§ Given instruction
Copy every entry precisely.

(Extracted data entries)
--------------------------------
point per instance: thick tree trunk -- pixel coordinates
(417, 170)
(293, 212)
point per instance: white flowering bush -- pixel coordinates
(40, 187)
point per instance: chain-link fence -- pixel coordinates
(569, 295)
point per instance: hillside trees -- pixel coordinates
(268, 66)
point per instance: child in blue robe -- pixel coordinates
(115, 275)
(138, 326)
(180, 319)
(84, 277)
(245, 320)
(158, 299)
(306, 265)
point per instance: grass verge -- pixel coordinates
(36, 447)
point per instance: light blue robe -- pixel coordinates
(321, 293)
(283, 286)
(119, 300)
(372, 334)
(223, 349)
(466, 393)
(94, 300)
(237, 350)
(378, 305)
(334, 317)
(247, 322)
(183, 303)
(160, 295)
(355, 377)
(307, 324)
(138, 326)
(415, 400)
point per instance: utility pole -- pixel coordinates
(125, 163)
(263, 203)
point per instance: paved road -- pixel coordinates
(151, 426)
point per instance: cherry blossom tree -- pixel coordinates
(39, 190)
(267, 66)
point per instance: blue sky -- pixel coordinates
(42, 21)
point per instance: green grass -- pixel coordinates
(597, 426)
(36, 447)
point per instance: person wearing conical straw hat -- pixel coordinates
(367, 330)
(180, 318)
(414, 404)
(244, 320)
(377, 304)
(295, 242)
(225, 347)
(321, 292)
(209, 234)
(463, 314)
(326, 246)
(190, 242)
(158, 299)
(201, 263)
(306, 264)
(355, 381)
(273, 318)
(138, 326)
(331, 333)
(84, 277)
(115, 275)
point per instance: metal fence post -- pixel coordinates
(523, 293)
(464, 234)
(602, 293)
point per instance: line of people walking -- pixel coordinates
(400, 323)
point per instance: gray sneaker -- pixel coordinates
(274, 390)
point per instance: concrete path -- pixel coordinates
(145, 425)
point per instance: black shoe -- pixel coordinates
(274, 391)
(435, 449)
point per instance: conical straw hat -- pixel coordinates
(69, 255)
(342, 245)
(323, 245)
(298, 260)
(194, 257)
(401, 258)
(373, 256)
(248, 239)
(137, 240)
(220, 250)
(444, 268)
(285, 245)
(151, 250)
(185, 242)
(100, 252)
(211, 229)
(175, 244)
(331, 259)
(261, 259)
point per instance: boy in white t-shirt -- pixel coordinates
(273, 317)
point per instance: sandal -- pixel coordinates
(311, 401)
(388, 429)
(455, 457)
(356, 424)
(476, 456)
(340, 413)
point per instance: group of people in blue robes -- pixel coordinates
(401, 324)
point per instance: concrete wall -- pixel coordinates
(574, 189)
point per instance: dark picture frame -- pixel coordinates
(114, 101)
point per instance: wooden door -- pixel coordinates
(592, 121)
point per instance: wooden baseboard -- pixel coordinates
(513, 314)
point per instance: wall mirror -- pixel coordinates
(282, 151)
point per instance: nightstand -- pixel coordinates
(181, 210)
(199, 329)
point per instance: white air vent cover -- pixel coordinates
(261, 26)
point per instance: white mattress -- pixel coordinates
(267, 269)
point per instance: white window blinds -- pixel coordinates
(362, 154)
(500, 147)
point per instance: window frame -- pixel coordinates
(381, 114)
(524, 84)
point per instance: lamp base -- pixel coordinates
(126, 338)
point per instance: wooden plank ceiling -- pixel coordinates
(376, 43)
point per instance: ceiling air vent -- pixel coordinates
--------------------------------
§ Exercise answer
point per instance: thick tree trunk -- pixel coordinates
(417, 170)
(293, 212)
point per instance: white flowering bush -- pixel coordinates
(40, 187)
point per instance: chain-link fence -- pixel coordinates
(569, 295)
point per instance: hillside trees -- pixel coordinates
(268, 66)
point per instance: child in blue robe -- pixel coordinates
(115, 275)
(138, 326)
(180, 319)
(84, 277)
(245, 320)
(158, 299)
(306, 265)
point per instance: grass verge -- pixel coordinates
(36, 447)
point per instance: light blue robe -- pixel coordinates
(321, 293)
(283, 286)
(119, 300)
(372, 334)
(223, 349)
(466, 393)
(94, 300)
(237, 350)
(378, 305)
(334, 317)
(247, 322)
(183, 303)
(160, 295)
(355, 377)
(307, 324)
(138, 326)
(415, 400)
point per instance: utility pole -- pixel coordinates
(125, 163)
(263, 203)
point per instance: paved road -- pixel coordinates
(151, 426)
point per instance: cherry blossom tree -- pixel coordinates
(39, 190)
(267, 66)
point per instance: blue sky -- pixel coordinates
(42, 21)
point per instance: green grass -- pixel coordinates
(597, 426)
(36, 447)
point per instance: person wearing conical straw hat -- pixel coordinates
(367, 330)
(180, 318)
(414, 404)
(244, 320)
(377, 304)
(295, 242)
(225, 347)
(321, 292)
(209, 234)
(463, 314)
(326, 246)
(190, 242)
(158, 299)
(201, 263)
(306, 264)
(355, 381)
(273, 318)
(138, 326)
(331, 333)
(84, 277)
(115, 275)
point per instance: metal fence post -- pixel coordinates
(523, 293)
(464, 234)
(602, 293)
point per instance: line of people walking -- pixel coordinates
(400, 323)
point per instance: gray sneaker -- pixel coordinates
(274, 390)
point per instance: concrete path -- pixel coordinates
(145, 425)
point per instance: black shoe -- pixel coordinates
(274, 391)
(435, 449)
point per instance: conical straw hat -- pixel coordinates
(69, 255)
(342, 245)
(323, 245)
(298, 260)
(194, 257)
(401, 258)
(373, 256)
(248, 239)
(137, 240)
(220, 250)
(444, 268)
(285, 245)
(151, 250)
(185, 242)
(100, 252)
(211, 229)
(175, 244)
(331, 259)
(261, 259)
point per instance: boy in white t-shirt -- pixel coordinates
(273, 317)
point per instance: sandal -- pixel coordinates
(311, 401)
(388, 429)
(455, 457)
(356, 424)
(476, 456)
(340, 413)
point per instance: group of people in blue robes -- pixel coordinates
(401, 324)
point per instance: concrete wall -- pixel coordinates
(574, 189)
point per instance: dark picture frame -- pixel coordinates
(114, 101)
point per instance: wooden door -- pixel coordinates
(592, 121)
point per instance: wooden baseboard -- pixel coordinates
(513, 314)
point per instance: wall mirror -- pixel coordinates
(282, 151)
point per instance: nightstand -- pixel coordinates
(181, 210)
(199, 329)
point per instance: white air vent cover -- pixel coordinates
(261, 26)
point per instance: white mattress -- pixel coordinates
(267, 269)
point per instance: white window blinds -- pixel coordinates
(362, 154)
(500, 147)
point per instance: window frame -- pixel coordinates
(381, 114)
(524, 84)
point per instance: lamp base -- pixel coordinates
(126, 338)
point per instance: wooden plank ceiling -- pixel coordinates
(376, 43)
point per instance: ceiling air vent -- pixel coordinates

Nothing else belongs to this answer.